- **TASK TO CARRY OUT**: Render this sentence from the passage about the Los Angeles hotel minimum wage campaign in Spanish: "The study found that nearly 811,000 workers in L.A. live on less than $15 an hour."

Start of PASSAGE

The Los Angeles hotel labor movement, one of the few bright spots nationally for organized labor in the private sector, threw down the gauntlet for a higher minimum wage today.
The raw material for its campaign to raise the minimum wage for large hotels in the city to $15.37 an hour is a report from the Economic Roundtable that makes for demoralizing reading. The study found that nearly 811,000 workers in L.A. live on less than $15 an hour. That's where the study places the threshold of a "living wage," and it's hard to argue with the judgment; for a full-time worker that's about $26,250 a year. (The raise would apply at hotels with more than 100 rooms.)
As we observed in December, efforts to raise the minimum wage have become local grass-roots campaigns because Congress has dropped the ball: despite indications of interest among congressional Democrats and in the White House, the chances of a raise in the federal minimum wage any time soon are, well, conjectural. The goal of L.A. labor leaders is to move an ordinance for hotel workers through the City Council, where it's to be sponsored by council members Mike Bonin and Nury Martinez.
Here's what's at stake. Some 46% of the city's full- and part-time workers collect less than $15 an hour. They're concentrated in the hospitality (hotel and restaurant), retail trade and construction industries, where they constitute 50% of the workforce or higher. In hotels and restaurants, nearly 7 in 10 workers earn less. They've been falling further behind because of inflation -- the minimum wage in 1968 of $1.60 an hour had a value in 2012 dollars of $10.51; but California's minimum wage today is $8. (It's set to rise to $10 -- in 2016.)
"I don't think most people in the city realize the percentage of people here who work for less than a living wage," Maria Elena Durazo, head of the county Federation of Labor, told me. She points out that Los Angeles was one of the first major cities in the country to adopt a living wage ordinance, in 1997. The measure, extended to LAX in 1999, initially required a minimum wage of $8.50 an hour ($7.25 if minimal medical benefits were included).
"L.A. should be a leader," she said. "If it could set an example for other cities, I'd love for that to happen."
The Roundtable report makes the case that an adequate minimum wage is an economic stimulus measure, for wage earners at that level spend everything they earn. The study estimates that the $7.6 billion in additional wage income would generate $9.2 billion in annual sales county-wide, which in turn could create nearly 65,000 new jobs.

End of PASSAGE
Start of RECORDS SHOWN

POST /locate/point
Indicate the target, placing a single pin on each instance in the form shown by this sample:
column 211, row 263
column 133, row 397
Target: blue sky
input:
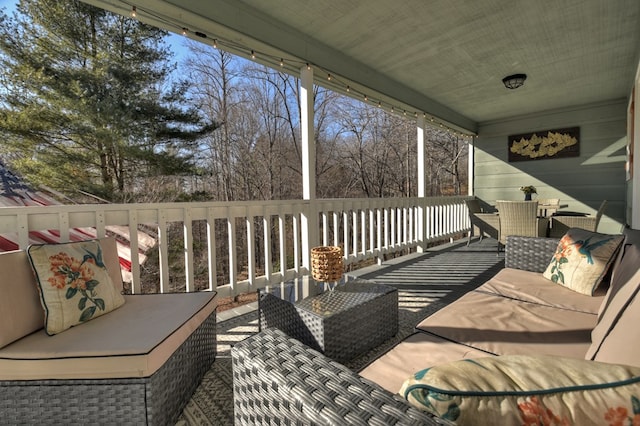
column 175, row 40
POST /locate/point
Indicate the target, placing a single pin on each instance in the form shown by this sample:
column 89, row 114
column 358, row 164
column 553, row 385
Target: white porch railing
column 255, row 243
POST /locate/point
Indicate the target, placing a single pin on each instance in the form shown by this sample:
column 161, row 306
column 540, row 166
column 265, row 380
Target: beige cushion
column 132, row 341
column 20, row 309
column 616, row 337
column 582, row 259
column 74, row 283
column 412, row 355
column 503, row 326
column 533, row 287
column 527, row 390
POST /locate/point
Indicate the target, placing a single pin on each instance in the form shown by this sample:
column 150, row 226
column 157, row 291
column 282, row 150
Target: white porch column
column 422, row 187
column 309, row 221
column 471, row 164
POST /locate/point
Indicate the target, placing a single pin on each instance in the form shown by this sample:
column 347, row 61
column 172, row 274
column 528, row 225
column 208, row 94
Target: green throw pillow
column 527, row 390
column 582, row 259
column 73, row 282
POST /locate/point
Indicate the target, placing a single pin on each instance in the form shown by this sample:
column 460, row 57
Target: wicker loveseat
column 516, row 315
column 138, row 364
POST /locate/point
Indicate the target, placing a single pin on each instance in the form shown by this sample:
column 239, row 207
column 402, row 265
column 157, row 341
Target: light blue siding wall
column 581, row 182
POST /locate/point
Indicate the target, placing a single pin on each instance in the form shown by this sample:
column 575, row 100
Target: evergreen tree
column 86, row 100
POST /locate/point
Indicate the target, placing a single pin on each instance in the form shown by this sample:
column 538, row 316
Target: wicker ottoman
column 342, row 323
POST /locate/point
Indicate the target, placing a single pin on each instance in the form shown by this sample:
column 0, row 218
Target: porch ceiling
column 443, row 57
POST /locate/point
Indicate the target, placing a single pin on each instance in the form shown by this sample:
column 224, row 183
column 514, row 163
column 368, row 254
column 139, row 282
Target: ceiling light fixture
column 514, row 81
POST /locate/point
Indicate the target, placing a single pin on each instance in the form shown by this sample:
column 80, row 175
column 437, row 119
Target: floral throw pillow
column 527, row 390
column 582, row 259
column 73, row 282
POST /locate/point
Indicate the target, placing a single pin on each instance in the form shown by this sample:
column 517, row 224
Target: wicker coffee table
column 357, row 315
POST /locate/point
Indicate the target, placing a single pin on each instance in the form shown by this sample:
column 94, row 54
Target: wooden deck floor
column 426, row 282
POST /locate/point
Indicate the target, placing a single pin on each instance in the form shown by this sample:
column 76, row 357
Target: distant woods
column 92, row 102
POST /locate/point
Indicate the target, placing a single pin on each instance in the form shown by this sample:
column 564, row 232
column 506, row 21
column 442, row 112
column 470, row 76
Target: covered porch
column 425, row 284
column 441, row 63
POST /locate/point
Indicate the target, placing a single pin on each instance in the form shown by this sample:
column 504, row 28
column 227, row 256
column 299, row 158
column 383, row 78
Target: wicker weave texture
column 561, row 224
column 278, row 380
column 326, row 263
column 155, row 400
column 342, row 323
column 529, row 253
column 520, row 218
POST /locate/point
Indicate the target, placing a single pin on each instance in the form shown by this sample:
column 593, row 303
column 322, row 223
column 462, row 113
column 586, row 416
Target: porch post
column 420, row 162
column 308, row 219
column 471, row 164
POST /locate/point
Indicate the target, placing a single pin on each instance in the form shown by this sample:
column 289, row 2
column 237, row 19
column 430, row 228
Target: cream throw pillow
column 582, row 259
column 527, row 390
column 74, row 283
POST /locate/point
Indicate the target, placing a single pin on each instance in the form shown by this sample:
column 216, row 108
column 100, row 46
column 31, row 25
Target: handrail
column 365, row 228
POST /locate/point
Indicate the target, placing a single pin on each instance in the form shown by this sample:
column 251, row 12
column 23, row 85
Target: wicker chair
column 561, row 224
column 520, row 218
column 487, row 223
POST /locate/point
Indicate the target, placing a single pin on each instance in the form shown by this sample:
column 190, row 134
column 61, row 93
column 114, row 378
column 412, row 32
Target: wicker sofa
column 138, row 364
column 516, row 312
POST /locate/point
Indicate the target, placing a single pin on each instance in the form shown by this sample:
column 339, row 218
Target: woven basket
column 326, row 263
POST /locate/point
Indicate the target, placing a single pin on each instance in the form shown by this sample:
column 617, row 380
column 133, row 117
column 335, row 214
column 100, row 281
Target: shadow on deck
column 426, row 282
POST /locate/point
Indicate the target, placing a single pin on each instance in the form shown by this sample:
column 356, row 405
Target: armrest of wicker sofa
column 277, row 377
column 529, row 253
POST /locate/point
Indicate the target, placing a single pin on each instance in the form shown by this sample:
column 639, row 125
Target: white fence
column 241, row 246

End of RECORDS SHOWN

- **RESPONSE TO THIS TASK**: El estudio halló que casi 811.000 trabajadores de Los Ángeles viven con menos de 15 dólares por hora.